### [INSTRUCTIONS FOR THE TASK]
Reproduce, word for word, the stretch of the listing from its start through the line that contains "213L177 213L178 212L177".

(Some records)

▶

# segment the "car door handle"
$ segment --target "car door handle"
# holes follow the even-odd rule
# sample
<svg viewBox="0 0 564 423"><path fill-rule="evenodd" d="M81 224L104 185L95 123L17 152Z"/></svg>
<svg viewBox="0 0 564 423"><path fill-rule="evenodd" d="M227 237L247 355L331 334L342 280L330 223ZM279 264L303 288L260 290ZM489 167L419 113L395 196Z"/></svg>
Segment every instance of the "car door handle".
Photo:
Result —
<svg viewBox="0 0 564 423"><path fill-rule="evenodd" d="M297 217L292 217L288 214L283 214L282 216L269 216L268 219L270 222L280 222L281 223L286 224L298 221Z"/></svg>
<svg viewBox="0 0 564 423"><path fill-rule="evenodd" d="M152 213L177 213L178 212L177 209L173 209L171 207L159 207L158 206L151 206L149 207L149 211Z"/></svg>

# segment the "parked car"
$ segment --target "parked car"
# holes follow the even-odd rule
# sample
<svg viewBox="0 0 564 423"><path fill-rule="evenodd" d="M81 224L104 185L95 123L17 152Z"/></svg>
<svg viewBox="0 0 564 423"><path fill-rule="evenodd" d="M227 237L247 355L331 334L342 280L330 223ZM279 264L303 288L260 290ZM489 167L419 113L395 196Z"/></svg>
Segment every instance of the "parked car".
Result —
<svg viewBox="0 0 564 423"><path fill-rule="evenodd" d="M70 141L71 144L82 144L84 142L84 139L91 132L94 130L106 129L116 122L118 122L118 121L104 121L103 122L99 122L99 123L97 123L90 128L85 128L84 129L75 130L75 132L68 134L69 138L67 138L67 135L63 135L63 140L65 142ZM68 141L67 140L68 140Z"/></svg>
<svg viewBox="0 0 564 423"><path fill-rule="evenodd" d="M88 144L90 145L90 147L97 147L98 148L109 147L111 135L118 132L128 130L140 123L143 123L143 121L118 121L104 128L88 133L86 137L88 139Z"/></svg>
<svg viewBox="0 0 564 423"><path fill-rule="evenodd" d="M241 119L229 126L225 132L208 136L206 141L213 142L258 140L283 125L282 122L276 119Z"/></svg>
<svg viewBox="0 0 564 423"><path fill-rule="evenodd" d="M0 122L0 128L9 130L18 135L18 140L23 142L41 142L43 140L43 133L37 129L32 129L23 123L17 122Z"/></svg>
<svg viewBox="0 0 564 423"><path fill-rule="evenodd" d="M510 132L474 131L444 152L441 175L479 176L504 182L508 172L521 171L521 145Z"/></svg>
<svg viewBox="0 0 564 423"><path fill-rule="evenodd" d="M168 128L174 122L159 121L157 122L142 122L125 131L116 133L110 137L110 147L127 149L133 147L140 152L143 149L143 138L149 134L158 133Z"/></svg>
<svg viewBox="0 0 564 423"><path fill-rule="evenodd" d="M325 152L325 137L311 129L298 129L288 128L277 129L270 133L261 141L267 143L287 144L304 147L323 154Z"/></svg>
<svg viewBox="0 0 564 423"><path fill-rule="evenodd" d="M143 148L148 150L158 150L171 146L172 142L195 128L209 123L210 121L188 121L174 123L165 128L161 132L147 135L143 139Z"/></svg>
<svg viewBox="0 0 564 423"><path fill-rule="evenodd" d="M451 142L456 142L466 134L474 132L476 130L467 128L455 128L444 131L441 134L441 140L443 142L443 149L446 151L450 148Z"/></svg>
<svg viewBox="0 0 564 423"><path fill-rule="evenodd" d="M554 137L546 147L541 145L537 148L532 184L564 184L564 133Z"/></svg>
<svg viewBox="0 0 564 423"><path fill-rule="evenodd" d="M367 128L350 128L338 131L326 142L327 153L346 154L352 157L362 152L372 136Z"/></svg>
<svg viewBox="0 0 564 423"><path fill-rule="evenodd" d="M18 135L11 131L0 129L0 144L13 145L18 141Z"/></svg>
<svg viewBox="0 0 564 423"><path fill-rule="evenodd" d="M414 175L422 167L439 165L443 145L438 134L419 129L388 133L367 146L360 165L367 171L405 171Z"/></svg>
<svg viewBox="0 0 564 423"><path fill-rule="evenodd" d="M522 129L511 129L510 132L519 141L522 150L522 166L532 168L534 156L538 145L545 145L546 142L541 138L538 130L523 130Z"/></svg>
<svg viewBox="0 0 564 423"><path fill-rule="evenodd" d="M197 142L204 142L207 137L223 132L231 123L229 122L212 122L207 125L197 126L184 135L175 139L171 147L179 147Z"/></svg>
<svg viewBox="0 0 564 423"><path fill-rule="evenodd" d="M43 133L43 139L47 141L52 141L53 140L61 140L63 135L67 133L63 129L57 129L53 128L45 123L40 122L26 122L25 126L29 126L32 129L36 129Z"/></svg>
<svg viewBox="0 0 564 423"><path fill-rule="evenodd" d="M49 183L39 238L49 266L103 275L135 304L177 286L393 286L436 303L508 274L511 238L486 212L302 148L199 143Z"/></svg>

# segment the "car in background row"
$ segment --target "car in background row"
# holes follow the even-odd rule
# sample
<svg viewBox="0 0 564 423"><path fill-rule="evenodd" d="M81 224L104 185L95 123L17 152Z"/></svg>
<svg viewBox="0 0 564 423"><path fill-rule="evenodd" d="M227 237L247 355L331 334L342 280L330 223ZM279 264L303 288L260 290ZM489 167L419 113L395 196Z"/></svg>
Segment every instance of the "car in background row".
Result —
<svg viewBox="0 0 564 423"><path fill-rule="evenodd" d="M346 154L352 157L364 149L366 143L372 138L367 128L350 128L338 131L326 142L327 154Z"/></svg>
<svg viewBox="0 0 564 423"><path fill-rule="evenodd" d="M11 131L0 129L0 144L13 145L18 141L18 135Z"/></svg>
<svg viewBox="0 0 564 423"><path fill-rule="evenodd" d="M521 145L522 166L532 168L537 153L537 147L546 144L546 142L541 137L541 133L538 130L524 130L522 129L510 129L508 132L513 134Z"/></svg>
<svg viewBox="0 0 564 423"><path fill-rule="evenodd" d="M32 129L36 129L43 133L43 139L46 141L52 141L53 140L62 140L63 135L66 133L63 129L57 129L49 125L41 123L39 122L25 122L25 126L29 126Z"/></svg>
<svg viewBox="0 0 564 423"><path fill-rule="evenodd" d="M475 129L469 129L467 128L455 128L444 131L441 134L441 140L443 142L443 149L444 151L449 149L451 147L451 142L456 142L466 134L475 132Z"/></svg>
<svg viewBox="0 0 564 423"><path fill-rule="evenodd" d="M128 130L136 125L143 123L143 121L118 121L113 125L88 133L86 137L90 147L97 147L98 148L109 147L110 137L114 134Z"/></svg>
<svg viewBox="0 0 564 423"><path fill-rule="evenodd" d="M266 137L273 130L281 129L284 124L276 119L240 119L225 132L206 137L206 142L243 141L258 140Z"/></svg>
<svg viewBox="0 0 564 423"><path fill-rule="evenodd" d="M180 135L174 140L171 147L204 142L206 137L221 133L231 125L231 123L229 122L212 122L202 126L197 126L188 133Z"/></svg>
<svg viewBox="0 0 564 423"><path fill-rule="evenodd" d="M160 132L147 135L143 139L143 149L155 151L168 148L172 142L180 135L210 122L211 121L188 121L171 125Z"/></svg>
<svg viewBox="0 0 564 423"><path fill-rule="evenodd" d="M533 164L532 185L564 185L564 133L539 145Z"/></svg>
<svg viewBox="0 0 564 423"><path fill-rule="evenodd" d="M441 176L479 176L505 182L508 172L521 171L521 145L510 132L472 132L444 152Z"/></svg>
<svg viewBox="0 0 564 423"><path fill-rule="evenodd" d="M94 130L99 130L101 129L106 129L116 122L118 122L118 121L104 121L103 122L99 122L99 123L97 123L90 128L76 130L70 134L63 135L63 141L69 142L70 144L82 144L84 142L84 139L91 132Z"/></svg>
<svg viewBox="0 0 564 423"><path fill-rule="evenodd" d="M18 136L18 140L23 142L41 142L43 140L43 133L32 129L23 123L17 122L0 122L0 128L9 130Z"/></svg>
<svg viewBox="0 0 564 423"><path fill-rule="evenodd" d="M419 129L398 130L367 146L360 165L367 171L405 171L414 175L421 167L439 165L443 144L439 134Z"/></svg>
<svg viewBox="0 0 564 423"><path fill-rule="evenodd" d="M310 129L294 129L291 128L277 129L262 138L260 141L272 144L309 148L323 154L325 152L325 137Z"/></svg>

◀

### [FINISHED TASK]
# segment the "car door handle"
$ segment --target "car door handle"
# holes follow the even-odd rule
# sample
<svg viewBox="0 0 564 423"><path fill-rule="evenodd" d="M81 224L104 185L95 123L17 152Z"/></svg>
<svg viewBox="0 0 564 423"><path fill-rule="evenodd" d="M227 237L247 355L331 334L342 280L330 223ZM279 264L303 288L260 290ZM489 167L419 113L395 196Z"/></svg>
Segment every instance of the "car door handle".
Photo:
Result —
<svg viewBox="0 0 564 423"><path fill-rule="evenodd" d="M297 217L292 217L288 214L283 214L282 216L269 216L268 219L270 222L280 222L281 223L286 224L298 221Z"/></svg>
<svg viewBox="0 0 564 423"><path fill-rule="evenodd" d="M152 213L177 213L178 212L177 209L173 209L171 207L159 207L158 206L151 206L149 207L149 211Z"/></svg>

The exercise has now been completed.